Brief:
Without skipping any entry, transcribe the data word for word.

Given entries:

************

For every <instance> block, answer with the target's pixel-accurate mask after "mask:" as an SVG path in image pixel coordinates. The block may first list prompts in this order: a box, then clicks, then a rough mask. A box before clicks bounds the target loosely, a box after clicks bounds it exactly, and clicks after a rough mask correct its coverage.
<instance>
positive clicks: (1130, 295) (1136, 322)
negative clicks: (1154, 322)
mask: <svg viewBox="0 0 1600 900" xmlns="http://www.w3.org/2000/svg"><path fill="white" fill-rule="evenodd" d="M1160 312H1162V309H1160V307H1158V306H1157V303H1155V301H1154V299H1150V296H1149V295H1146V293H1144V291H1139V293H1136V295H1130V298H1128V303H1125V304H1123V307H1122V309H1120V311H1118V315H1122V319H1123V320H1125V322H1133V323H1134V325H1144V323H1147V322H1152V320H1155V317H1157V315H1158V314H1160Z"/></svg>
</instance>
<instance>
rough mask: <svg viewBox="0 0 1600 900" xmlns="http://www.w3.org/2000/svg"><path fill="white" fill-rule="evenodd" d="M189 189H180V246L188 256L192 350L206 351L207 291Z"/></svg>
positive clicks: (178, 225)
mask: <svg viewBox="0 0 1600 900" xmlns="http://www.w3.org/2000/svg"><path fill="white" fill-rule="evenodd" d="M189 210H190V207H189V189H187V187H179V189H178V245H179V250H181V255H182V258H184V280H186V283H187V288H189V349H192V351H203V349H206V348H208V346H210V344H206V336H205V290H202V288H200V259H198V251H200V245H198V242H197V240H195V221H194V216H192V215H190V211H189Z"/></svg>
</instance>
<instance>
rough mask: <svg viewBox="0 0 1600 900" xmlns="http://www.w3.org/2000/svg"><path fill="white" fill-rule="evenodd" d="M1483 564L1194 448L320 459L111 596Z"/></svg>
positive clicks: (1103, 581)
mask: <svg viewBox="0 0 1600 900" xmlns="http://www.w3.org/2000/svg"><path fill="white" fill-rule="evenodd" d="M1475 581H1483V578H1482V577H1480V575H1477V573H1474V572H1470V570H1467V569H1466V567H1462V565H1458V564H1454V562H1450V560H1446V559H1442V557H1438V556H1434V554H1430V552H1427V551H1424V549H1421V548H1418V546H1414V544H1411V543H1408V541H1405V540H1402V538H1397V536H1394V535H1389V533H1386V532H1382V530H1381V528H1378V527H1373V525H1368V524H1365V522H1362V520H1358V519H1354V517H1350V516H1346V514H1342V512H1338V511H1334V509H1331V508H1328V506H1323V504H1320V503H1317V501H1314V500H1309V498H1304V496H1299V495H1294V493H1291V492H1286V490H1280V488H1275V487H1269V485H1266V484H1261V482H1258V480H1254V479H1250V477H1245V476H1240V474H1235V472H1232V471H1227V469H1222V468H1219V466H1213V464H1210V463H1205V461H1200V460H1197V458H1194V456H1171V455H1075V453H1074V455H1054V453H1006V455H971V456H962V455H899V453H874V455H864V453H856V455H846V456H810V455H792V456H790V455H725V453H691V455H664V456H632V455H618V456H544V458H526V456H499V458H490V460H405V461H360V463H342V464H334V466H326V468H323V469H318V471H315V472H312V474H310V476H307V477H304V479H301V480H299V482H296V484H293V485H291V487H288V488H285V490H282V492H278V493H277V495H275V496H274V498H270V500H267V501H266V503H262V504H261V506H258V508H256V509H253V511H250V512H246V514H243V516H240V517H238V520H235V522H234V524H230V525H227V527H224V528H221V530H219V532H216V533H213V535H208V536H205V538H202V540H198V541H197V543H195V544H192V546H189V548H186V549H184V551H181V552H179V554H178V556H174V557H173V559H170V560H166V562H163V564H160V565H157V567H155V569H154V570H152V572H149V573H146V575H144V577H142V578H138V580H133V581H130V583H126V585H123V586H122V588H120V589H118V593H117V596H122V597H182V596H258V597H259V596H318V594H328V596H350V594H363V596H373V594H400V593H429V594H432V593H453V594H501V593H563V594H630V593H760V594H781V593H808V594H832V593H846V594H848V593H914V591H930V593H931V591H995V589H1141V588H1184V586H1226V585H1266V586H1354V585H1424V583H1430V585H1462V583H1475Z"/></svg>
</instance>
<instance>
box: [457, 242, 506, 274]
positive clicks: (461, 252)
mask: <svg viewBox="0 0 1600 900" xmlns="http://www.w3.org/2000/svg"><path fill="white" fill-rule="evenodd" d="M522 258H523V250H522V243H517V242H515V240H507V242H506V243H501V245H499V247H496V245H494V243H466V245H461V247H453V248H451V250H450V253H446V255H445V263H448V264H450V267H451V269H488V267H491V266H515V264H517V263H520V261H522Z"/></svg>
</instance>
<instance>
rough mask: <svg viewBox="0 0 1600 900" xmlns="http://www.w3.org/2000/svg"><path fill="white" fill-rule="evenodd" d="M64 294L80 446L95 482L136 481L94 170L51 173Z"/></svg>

************

Problem solution:
For every <instance> block, answer with the target's pixel-accurate mask after "mask:" as an SVG path in image pixel coordinates. The block may first list prompts in this order: a box, then clicks, then a rough mask. A box before clicks bounds the target loosely, a box after clicks bounds it exactly, and clicks after a rough mask correct its coverage.
<instance>
positive clicks: (1130, 295) (1136, 322)
negative clicks: (1154, 322)
mask: <svg viewBox="0 0 1600 900" xmlns="http://www.w3.org/2000/svg"><path fill="white" fill-rule="evenodd" d="M1160 312H1162V309H1160V307H1158V306H1157V303H1155V301H1154V299H1150V296H1149V295H1146V293H1144V291H1139V293H1136V295H1130V298H1128V303H1125V304H1123V307H1122V309H1120V311H1118V315H1122V319H1123V320H1125V322H1133V323H1134V325H1144V323H1147V322H1152V320H1155V317H1157V315H1158V314H1160Z"/></svg>
</instance>
<instance>
rough mask: <svg viewBox="0 0 1600 900" xmlns="http://www.w3.org/2000/svg"><path fill="white" fill-rule="evenodd" d="M189 189H180V246L188 256L192 350L206 351L207 291Z"/></svg>
positive clicks: (178, 225)
mask: <svg viewBox="0 0 1600 900" xmlns="http://www.w3.org/2000/svg"><path fill="white" fill-rule="evenodd" d="M189 210H190V207H189V189H187V187H179V189H178V245H179V250H181V255H182V258H184V280H186V283H187V288H189V349H192V351H203V349H206V348H208V346H210V344H206V336H205V290H202V288H200V259H198V251H200V245H198V242H197V240H195V221H194V216H192V215H190V211H189Z"/></svg>
</instance>
<instance>
rough mask: <svg viewBox="0 0 1600 900" xmlns="http://www.w3.org/2000/svg"><path fill="white" fill-rule="evenodd" d="M1483 564L1194 448L320 459L111 596Z"/></svg>
positive clicks: (1103, 581)
mask: <svg viewBox="0 0 1600 900" xmlns="http://www.w3.org/2000/svg"><path fill="white" fill-rule="evenodd" d="M1475 581H1483V578H1482V577H1480V575H1477V573H1474V572H1470V570H1467V569H1466V567H1462V565H1458V564H1454V562H1450V560H1446V559H1442V557H1438V556H1434V554H1430V552H1427V551H1424V549H1421V548H1418V546H1414V544H1411V543H1408V541H1405V540H1402V538H1397V536H1394V535H1389V533H1386V532H1382V530H1381V528H1378V527H1373V525H1368V524H1365V522H1362V520H1358V519H1354V517H1350V516H1346V514H1342V512H1338V511H1334V509H1331V508H1328V506H1323V504H1320V503H1317V501H1314V500H1309V498H1304V496H1299V495H1294V493H1291V492H1286V490H1280V488H1275V487H1269V485H1266V484H1261V482H1258V480H1254V479H1250V477H1245V476H1240V474H1235V472H1232V471H1227V469H1222V468H1219V466H1213V464H1210V463H1205V461H1200V460H1197V458H1194V456H1171V455H1075V453H1074V455H1054V453H1006V455H971V456H962V455H899V453H874V455H864V453H856V455H846V456H810V455H792V456H790V455H725V453H691V455H664V456H632V455H618V456H544V458H526V456H499V458H490V460H405V461H360V463H342V464H334V466H326V468H323V469H318V471H315V472H312V474H310V476H307V477H304V479H301V480H299V482H296V484H293V485H291V487H288V488H285V490H282V492H278V493H277V495H275V496H274V498H270V500H267V501H266V503H262V504H261V506H258V508H256V509H253V511H250V512H246V514H243V516H240V517H238V520H235V522H234V524H230V525H227V527H224V528H221V530H219V532H216V533H213V535H208V536H205V538H202V540H198V541H197V543H195V544H192V546H189V548H186V549H184V551H181V552H179V554H178V556H174V557H173V559H170V560H166V562H163V564H160V565H157V567H155V569H154V570H152V572H149V573H146V575H144V577H142V578H138V580H133V581H130V583H126V585H123V586H122V588H120V589H118V593H117V596H122V597H182V596H258V597H259V596H318V594H328V596H350V594H363V596H373V594H400V593H429V594H432V593H453V594H501V593H563V594H630V593H760V594H781V593H808V594H832V593H846V594H848V593H914V591H930V593H931V591H995V589H1141V588H1184V586H1226V585H1266V586H1354V585H1424V583H1430V585H1462V583H1475Z"/></svg>
</instance>
<instance>
box: [457, 242, 506, 274]
positive clicks: (461, 252)
mask: <svg viewBox="0 0 1600 900" xmlns="http://www.w3.org/2000/svg"><path fill="white" fill-rule="evenodd" d="M522 258H523V250H522V243H517V242H515V240H507V242H506V243H501V245H499V247H496V245H494V243H466V245H461V247H453V248H451V250H450V253H446V255H445V263H448V264H450V267H451V269H488V267H491V266H515V264H517V263H520V261H522Z"/></svg>
</instance>
<instance>
rough mask: <svg viewBox="0 0 1600 900" xmlns="http://www.w3.org/2000/svg"><path fill="white" fill-rule="evenodd" d="M64 294L80 446L95 482L136 481L94 170L51 173Z"/></svg>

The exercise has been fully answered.